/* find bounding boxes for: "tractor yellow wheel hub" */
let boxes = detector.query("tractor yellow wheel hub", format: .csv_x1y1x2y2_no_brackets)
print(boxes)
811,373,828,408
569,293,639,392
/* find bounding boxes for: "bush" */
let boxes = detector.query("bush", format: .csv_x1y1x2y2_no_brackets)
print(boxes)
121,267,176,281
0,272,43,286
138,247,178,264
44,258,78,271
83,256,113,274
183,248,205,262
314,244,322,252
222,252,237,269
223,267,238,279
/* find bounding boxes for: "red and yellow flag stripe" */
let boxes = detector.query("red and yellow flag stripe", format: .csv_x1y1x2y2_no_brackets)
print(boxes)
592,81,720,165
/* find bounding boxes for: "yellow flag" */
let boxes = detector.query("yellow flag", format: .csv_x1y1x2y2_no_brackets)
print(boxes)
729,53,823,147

DIRECTIONS FOR THIS TASK:
For each line of the material that includes the word "detector", make a copy.

RESULT OF THIS EXERCISE:
let boxes = detector.query("tractor yellow wheel hub", format: .csv_x1y1x2y2_no_brackets)
let boxes = detector.query("bush", format: .csv_x1y1x2y2_no_brackets)
let boxes = detector.query("red and yellow flag stripe", format: .csv_x1y1x2y2_no_brackets)
let boxes = detector.query("yellow flag", format: .csv_x1y1x2y2_no_brackets)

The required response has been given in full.